> EXERCISE BRIEF: Pick out each line below containing "window".

> WORKING DATA:

+ + + + + + +

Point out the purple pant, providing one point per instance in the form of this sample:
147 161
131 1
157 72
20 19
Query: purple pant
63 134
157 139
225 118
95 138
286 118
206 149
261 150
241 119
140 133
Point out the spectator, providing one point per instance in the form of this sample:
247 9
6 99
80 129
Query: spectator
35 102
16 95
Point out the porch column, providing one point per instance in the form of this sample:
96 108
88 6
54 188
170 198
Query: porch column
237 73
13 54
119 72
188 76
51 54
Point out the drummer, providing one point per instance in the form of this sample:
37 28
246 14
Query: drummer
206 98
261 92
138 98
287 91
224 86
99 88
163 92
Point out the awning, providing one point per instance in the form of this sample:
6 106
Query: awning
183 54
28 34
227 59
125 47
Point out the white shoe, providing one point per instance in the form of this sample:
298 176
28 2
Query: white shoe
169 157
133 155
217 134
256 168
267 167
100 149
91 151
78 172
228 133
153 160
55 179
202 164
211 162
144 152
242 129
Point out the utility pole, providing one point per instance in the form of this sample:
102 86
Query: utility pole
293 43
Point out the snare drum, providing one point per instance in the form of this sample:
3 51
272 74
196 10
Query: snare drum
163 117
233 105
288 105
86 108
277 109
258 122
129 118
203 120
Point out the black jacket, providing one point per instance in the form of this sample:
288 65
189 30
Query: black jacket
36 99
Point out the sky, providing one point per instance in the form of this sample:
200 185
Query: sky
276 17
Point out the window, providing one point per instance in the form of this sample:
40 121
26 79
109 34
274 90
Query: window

+ + + + + + +

> ANSWER BOX:
Point out the window, providing one point per instance in the form of this sample:
Query: window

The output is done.